Recorded data:
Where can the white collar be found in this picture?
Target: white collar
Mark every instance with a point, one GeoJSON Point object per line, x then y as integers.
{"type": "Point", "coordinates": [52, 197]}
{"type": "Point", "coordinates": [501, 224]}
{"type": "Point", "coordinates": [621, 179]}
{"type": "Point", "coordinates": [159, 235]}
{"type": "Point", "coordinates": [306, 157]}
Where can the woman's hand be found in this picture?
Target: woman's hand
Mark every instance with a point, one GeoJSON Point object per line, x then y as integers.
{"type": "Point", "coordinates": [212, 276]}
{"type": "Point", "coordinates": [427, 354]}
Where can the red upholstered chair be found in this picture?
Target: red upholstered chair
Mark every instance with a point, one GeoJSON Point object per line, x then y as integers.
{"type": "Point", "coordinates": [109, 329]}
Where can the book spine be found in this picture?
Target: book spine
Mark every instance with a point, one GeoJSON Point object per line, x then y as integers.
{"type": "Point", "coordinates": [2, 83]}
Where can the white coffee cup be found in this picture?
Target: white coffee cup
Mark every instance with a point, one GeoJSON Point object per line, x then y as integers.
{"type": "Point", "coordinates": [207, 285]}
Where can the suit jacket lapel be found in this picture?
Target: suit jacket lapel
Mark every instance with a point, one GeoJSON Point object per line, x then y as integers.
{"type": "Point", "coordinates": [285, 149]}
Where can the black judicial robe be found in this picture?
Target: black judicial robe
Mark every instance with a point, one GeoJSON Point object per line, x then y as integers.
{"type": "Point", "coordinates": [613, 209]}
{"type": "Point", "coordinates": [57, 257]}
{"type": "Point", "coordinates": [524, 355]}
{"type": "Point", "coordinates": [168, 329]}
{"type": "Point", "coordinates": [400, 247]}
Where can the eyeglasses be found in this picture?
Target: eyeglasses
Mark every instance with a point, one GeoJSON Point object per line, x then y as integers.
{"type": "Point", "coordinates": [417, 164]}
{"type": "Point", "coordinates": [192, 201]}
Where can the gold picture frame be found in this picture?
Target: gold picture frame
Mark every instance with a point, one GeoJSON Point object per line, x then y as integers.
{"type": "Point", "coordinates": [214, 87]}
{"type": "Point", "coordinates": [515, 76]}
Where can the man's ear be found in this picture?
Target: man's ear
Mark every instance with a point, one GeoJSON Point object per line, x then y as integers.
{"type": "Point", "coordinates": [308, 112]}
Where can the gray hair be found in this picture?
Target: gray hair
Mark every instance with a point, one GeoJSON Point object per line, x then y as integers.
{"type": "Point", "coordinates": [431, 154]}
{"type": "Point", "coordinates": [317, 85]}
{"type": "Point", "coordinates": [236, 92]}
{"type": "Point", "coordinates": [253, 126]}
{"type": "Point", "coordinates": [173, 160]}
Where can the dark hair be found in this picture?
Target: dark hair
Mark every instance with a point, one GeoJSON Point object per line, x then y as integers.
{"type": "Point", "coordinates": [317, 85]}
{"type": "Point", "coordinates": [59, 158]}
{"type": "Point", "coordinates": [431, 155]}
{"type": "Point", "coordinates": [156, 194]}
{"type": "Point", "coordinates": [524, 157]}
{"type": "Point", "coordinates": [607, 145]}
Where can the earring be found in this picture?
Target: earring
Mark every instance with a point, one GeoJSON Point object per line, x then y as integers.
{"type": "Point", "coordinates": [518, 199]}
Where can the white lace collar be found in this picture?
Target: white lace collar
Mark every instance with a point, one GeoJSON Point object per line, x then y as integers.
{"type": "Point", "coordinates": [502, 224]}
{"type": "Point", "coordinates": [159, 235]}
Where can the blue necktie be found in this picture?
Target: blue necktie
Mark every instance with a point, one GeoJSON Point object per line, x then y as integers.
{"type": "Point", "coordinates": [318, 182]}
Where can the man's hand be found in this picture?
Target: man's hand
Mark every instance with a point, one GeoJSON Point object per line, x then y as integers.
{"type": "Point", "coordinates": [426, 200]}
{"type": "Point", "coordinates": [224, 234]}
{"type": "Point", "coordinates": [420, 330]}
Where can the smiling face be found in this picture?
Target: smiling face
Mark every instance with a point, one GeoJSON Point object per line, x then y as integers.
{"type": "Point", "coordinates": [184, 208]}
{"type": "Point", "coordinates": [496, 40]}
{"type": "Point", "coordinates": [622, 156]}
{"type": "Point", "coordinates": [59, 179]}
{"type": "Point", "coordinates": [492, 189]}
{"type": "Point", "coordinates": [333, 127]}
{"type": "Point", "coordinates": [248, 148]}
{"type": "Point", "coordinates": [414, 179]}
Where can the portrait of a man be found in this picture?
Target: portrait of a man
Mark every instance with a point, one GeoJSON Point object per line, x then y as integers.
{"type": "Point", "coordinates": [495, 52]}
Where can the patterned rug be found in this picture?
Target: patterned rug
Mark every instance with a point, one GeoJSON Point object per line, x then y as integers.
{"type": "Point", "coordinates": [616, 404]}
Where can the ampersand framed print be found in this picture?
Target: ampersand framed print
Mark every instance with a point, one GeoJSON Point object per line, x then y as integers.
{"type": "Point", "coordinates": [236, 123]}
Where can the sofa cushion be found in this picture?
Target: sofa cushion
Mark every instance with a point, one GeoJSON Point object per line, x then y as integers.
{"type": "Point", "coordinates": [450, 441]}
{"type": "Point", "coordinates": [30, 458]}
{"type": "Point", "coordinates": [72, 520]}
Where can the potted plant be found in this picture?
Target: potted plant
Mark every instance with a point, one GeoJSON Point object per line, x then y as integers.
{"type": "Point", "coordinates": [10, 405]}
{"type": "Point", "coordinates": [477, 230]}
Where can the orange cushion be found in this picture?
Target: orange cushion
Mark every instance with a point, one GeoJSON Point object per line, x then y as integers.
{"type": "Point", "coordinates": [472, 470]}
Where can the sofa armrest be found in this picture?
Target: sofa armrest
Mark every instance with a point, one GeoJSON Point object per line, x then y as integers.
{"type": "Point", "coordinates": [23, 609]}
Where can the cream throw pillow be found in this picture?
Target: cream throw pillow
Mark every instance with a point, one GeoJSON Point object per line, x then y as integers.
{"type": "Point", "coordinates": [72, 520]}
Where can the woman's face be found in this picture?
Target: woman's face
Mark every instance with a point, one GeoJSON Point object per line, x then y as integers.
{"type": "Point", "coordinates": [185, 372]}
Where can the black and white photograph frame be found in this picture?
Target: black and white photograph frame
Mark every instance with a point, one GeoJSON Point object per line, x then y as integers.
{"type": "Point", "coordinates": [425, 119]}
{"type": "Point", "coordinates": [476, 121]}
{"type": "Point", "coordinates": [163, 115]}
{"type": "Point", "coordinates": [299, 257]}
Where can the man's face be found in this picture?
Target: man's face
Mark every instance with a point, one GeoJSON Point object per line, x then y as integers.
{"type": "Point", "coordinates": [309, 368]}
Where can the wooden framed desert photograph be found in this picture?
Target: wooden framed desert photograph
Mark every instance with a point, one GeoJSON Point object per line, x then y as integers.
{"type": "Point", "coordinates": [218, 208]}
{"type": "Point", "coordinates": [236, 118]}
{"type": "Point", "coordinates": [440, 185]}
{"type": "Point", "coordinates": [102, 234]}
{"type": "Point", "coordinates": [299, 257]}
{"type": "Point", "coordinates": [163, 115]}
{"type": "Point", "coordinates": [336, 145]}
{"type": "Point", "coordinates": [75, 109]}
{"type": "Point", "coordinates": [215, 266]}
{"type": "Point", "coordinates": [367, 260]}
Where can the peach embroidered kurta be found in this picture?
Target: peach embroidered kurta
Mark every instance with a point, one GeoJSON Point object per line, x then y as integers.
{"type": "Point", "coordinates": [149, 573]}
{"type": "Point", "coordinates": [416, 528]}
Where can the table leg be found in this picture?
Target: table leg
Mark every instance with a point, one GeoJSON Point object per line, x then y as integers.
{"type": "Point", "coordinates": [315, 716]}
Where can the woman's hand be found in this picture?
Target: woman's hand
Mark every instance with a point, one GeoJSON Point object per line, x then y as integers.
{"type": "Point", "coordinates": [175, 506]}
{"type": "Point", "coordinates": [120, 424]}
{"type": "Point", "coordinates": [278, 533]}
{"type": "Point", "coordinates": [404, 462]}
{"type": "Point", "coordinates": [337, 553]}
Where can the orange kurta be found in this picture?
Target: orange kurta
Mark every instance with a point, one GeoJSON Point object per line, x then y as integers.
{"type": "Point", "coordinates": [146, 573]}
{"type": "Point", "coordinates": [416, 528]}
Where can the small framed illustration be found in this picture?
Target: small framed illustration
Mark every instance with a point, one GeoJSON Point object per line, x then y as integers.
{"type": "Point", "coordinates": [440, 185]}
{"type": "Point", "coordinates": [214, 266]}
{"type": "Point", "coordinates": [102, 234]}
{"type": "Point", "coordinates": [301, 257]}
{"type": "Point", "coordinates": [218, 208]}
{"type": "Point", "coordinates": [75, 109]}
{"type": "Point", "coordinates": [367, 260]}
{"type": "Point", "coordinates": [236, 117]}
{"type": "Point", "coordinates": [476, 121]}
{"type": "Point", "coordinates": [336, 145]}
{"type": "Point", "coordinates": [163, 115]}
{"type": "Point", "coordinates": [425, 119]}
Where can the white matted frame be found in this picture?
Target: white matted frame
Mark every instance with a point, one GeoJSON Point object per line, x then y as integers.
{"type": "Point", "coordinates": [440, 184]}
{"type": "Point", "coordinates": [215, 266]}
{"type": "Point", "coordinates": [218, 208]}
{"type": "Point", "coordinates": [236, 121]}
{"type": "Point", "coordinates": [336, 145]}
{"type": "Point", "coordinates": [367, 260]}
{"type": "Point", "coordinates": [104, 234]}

> ACTIVITY: Would you copy out exactly the lines above that start at the one containing "Target: book spine" and end at the one containing "Target: suit jacket lapel", inclusive?

> REPLY:
Target: book spine
Mark every instance with a point, one GeoJSON Point object per line, x then y as integers.
{"type": "Point", "coordinates": [2, 83]}
Where can the white coffee cup be found in this picture?
Target: white coffee cup
Mark every instance with a point, one GeoJSON Point object per line, x then y as integers.
{"type": "Point", "coordinates": [207, 285]}
Where can the suit jacket lapel be found in this picture?
Target: suit jacket lapel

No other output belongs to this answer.